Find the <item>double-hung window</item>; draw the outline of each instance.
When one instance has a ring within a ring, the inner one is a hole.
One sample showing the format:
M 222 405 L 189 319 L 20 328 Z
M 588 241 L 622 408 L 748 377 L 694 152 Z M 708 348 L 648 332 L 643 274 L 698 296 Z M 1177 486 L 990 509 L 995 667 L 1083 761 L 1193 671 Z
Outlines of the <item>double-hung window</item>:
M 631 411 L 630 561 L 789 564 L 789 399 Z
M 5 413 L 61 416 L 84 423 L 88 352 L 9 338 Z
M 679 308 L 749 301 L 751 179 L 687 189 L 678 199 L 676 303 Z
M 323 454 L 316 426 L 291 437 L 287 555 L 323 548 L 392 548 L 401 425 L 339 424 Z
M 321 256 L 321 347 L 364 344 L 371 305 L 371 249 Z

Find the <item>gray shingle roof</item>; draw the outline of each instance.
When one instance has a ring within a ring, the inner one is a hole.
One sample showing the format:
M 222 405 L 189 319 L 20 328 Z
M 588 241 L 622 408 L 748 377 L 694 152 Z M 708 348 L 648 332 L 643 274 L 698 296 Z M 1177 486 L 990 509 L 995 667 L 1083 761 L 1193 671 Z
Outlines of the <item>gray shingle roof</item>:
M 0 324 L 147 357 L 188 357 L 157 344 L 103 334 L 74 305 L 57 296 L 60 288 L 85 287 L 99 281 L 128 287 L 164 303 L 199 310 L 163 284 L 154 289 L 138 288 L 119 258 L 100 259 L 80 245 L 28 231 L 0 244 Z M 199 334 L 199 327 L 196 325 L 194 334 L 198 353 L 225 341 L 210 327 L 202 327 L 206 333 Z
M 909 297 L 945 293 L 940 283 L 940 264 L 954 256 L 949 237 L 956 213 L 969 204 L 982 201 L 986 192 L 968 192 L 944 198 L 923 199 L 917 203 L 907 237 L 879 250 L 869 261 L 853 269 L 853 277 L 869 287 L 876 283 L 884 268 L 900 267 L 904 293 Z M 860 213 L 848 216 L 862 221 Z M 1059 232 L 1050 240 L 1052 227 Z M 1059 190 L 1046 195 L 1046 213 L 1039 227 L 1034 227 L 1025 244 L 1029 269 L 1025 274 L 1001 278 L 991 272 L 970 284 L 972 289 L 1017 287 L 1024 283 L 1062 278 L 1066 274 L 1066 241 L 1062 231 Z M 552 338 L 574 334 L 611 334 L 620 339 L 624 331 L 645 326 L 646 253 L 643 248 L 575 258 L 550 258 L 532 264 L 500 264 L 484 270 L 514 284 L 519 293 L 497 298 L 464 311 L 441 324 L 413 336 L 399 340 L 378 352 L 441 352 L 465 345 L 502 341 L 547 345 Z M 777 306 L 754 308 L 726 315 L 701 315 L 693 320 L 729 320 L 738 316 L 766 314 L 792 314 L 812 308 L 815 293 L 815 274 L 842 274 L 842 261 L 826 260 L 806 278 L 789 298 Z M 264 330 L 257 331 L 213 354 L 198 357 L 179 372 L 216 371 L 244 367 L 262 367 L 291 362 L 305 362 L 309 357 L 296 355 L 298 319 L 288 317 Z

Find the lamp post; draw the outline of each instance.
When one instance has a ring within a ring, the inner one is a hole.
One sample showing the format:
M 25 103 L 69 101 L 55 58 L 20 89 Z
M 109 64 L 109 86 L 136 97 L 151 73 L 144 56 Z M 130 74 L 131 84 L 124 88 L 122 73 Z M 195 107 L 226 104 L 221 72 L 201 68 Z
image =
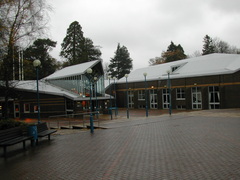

◆ GOAL: Return all of the data above line for line, without changing anything, and leave out the picture.

◆ WRITTEN RESPONSE:
Find the <item>double-hung window</item>; draw the outline of each instance.
When one instance has a ring within a ring, the inner one is a hole.
One sample showing the format:
M 222 405 L 189 319 L 20 328 Z
M 588 241 L 622 408 L 748 377 L 694 152 Z M 708 348 L 648 332 L 643 274 L 698 296 Z M 1177 486 L 990 509 L 995 667 L 1083 761 L 1193 671 Z
Outlines of the <item>double-hung window</item>:
M 631 411 L 630 561 L 789 564 L 789 399 Z
M 5 413 L 61 416 L 84 423 L 88 352 L 9 338 Z
M 679 308 L 749 301 L 751 179 L 687 189 L 678 199 L 676 303 Z
M 323 454 L 316 426 L 291 437 L 287 555 L 323 548 L 392 548 L 401 425 L 339 424 Z
M 321 256 L 321 347 L 364 344 L 371 305 L 371 249 Z

Find the <item>gray shingle roof</item>; draw the outline of each instance.
When one instance has a ring within a ring, the inner one is a hole.
One sample showing the format:
M 222 405 L 189 319 L 20 328 Z
M 588 241 L 622 408 L 748 377 L 694 152 Z M 708 348 L 648 332 L 643 274 L 698 296 Z M 1177 486 L 990 509 L 995 667 L 1083 761 L 1193 671 Z
Outlines of the <item>gray shingle roof</item>:
M 0 324 L 147 357 L 188 357 L 157 344 L 103 334 L 74 305 L 57 296 L 60 288 L 85 287 L 99 281 L 128 287 L 164 303 L 199 310 L 163 284 L 154 289 L 138 288 L 119 258 L 100 259 L 80 245 L 28 231 L 0 244 Z M 199 334 L 199 327 L 196 325 L 194 334 L 198 353 L 225 341 L 210 327 L 202 327 L 206 333 Z
M 909 297 L 945 293 L 940 283 L 940 264 L 954 256 L 949 237 L 956 213 L 969 204 L 982 201 L 986 192 L 968 192 L 944 198 L 923 199 L 917 203 L 907 237 L 879 250 L 869 261 L 853 269 L 853 277 L 869 287 L 876 283 L 884 268 L 900 267 L 904 293 Z M 860 213 L 848 216 L 862 221 Z M 1059 232 L 1050 240 L 1052 227 Z M 1059 190 L 1046 195 L 1046 213 L 1039 227 L 1034 227 L 1025 244 L 1029 269 L 1025 274 L 1001 278 L 991 272 L 970 284 L 972 289 L 1017 287 L 1024 283 L 1062 278 L 1066 274 L 1066 241 L 1062 231 Z M 552 338 L 574 334 L 611 334 L 620 339 L 624 331 L 645 326 L 646 253 L 643 248 L 575 258 L 550 258 L 532 264 L 500 264 L 484 270 L 514 284 L 519 293 L 497 298 L 464 311 L 441 324 L 413 336 L 399 340 L 378 352 L 441 352 L 465 345 L 502 341 L 547 345 Z M 777 306 L 754 308 L 726 315 L 701 315 L 693 320 L 729 320 L 738 316 L 766 314 L 792 314 L 812 308 L 815 293 L 815 274 L 842 274 L 842 261 L 826 260 L 806 278 L 789 298 Z M 264 330 L 257 331 L 213 354 L 198 357 L 179 372 L 216 371 L 244 367 L 262 367 L 291 362 L 305 362 L 309 357 L 296 355 L 298 319 L 288 317 Z

Find the lamp post; draw the outline of each instance.
When one instance has a ring within a ring, the inner one is a hole.
One sample showing the format:
M 25 103 L 69 101 L 55 58 L 20 89 Z
M 109 64 L 109 86 L 136 97 L 151 73 L 144 56 Z M 130 74 L 131 84 L 124 88 L 122 73 Z M 195 107 L 226 104 L 221 72 L 201 68 Z
image =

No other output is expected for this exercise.